» **Raw records**

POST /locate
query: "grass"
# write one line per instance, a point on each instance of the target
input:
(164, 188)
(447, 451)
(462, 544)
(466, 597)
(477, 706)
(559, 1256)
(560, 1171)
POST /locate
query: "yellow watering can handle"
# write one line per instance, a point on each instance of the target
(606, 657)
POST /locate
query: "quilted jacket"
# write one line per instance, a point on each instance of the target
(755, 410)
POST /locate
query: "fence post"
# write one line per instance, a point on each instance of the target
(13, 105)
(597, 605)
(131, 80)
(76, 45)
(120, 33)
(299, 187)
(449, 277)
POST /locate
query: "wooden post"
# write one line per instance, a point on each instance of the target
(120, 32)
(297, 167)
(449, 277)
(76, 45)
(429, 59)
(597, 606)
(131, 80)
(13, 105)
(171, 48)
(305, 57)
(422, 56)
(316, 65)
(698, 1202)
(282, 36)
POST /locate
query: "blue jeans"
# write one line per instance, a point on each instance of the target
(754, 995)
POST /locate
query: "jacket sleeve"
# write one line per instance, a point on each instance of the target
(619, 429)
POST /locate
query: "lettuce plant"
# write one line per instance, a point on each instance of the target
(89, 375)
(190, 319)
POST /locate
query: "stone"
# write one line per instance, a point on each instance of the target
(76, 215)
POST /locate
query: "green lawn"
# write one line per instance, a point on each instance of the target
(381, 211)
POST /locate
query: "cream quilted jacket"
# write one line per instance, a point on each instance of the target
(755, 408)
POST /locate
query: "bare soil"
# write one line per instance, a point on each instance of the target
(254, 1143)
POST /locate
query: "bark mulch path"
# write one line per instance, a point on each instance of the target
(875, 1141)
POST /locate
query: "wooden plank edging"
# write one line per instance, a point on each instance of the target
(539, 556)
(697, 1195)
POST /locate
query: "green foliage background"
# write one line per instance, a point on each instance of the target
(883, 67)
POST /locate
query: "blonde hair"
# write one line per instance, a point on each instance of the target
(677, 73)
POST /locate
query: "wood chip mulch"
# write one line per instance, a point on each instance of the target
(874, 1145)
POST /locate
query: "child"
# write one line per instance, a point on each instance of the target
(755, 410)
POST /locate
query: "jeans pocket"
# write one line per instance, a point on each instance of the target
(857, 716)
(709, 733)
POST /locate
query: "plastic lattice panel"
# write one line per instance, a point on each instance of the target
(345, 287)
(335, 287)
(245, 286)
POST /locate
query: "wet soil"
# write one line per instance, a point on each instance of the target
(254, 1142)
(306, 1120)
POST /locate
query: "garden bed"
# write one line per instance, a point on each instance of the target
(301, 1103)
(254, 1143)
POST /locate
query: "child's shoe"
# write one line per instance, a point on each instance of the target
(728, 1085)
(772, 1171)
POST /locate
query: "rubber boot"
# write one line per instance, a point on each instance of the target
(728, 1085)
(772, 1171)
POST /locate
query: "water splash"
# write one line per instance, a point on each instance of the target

» **What you will do**
Count the lines above that contain the string "jeans". Case counts, and give only the number.

» **Right answer**
2